• GIVEN EXERCISE: Lay out every line of the entries below as a Markdown table with two columns, Row and Line. Number the rows in order and leave out blank lines.
━━ RECORD SET
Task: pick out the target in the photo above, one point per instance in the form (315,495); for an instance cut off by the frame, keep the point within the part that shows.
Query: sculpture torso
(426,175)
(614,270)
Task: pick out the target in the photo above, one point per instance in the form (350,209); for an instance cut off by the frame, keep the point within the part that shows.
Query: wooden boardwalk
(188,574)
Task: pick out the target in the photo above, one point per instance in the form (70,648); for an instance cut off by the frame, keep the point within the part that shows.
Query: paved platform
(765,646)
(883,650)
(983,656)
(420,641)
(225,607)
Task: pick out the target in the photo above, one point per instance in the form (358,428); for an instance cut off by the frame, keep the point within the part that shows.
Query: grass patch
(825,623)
━━━━
• IN RESPONSE:
| Row | Line |
|---|---|
| 1 | Task: pick out the target in the photo above, one point per instance in the form (315,495); for an instance cut off by the frame, keep the point within the part that shows. |
| 2 | Query: sculpture torso |
| 3 | (426,175) |
| 4 | (614,270) |
| 5 | Task: pick out the target in the photo above, one point per instance in the form (350,209); for an instance cut off by the frame, keep the point within the part that shows. |
| 6 | Query: wooden boardwalk |
| 7 | (188,574) |
| 8 | Task: pick out the target in the photo above, one point per instance in the form (70,648); for an instance cut off by the frame, keep the point within the part that shows. |
| 9 | Query: paved platform |
| 10 | (765,646) |
| 11 | (883,650) |
| 12 | (983,656) |
| 13 | (420,641) |
| 14 | (225,607) |
| 15 | Task: pick out the target in the photo above, one point per instance in the form (358,428); for an instance cut off by the frame, keep the point within the part that shows. |
| 16 | Query: grass patch |
| 17 | (825,623) |